Supplied data

..............................

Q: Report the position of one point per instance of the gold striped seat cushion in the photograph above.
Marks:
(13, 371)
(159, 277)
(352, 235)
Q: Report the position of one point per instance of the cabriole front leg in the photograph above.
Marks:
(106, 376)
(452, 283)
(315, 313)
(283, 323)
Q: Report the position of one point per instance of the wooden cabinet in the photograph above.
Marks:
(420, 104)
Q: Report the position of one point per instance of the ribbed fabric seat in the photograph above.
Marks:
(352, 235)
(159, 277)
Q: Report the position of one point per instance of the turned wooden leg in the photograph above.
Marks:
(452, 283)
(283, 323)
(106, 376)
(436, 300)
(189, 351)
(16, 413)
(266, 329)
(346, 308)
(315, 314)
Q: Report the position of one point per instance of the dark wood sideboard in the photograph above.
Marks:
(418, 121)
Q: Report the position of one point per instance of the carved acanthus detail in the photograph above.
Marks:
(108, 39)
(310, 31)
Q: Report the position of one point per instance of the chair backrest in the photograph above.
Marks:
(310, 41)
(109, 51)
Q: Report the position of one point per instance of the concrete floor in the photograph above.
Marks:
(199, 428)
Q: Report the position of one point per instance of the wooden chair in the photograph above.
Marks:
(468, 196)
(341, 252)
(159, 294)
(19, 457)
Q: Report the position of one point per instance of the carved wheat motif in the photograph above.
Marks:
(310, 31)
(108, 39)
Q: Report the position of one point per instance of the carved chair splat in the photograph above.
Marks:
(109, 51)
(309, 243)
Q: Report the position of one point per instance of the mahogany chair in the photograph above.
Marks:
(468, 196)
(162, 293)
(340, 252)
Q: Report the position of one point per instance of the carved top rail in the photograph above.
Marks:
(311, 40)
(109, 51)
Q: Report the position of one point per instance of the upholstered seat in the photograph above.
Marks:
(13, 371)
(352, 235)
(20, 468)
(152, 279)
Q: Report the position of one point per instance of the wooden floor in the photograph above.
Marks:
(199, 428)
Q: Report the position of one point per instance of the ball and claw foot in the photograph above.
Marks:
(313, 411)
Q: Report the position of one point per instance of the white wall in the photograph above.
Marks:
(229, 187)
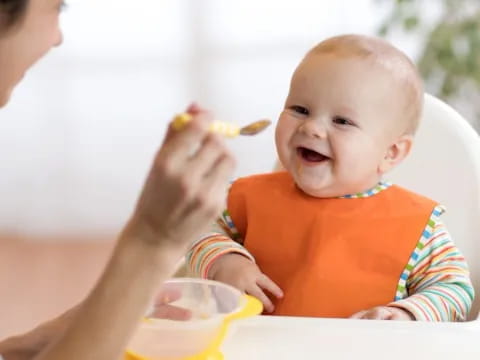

..............................

Task directions
All lines above containing the string "seat": copy each one.

Output for this exercise
Q: Report the position of one point per instance of the gold striped seat cushion in the photograph above.
Q: Report the position of one point per instance of the ribbed fabric seat in the photograph above.
Q: Report the position of one point per instance of the upholstered seat in the photograph above.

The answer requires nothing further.